▸ Requirement
Report how many lines in the entries below contain the word "metal", matching case exactly, and give only that number.

▸ Entries
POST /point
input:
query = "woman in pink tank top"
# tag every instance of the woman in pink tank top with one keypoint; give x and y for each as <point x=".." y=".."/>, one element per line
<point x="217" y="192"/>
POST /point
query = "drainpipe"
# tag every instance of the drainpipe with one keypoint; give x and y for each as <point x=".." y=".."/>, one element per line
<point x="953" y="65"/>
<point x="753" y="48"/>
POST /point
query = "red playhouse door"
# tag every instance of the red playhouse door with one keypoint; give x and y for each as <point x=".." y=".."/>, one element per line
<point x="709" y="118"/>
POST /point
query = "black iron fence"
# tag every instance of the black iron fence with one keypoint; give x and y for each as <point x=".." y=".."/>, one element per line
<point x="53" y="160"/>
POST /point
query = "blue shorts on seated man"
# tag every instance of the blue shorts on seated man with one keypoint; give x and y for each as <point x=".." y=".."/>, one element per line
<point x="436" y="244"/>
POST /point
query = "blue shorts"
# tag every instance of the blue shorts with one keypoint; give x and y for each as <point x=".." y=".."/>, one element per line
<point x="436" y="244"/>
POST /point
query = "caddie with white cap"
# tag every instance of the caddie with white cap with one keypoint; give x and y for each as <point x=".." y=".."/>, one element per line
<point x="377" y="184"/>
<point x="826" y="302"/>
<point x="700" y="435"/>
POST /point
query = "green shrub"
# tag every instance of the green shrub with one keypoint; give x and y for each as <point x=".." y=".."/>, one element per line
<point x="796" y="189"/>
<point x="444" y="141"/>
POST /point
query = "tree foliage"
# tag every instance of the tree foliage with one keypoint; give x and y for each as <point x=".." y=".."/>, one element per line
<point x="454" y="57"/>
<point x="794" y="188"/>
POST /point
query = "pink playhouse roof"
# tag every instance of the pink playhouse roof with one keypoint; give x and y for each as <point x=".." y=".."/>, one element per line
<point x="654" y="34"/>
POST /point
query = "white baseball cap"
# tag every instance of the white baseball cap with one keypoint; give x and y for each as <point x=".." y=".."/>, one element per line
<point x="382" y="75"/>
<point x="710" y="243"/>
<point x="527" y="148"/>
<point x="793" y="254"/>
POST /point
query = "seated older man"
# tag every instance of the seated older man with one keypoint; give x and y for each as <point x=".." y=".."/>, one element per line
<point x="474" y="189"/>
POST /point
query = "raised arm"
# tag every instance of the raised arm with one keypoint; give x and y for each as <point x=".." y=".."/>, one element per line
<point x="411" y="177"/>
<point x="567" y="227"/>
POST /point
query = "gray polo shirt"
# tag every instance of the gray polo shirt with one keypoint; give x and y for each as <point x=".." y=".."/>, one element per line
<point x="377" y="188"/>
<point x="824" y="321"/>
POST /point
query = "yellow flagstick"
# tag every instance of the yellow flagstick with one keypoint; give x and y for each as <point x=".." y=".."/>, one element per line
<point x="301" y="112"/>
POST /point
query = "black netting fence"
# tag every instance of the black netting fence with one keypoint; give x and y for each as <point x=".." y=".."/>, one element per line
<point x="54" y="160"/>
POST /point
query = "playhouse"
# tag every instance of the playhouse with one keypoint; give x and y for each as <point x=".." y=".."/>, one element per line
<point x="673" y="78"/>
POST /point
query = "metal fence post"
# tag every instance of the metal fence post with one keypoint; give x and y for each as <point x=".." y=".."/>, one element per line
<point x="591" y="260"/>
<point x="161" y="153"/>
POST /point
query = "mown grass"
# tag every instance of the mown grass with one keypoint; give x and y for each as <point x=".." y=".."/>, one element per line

▸ Task answer
2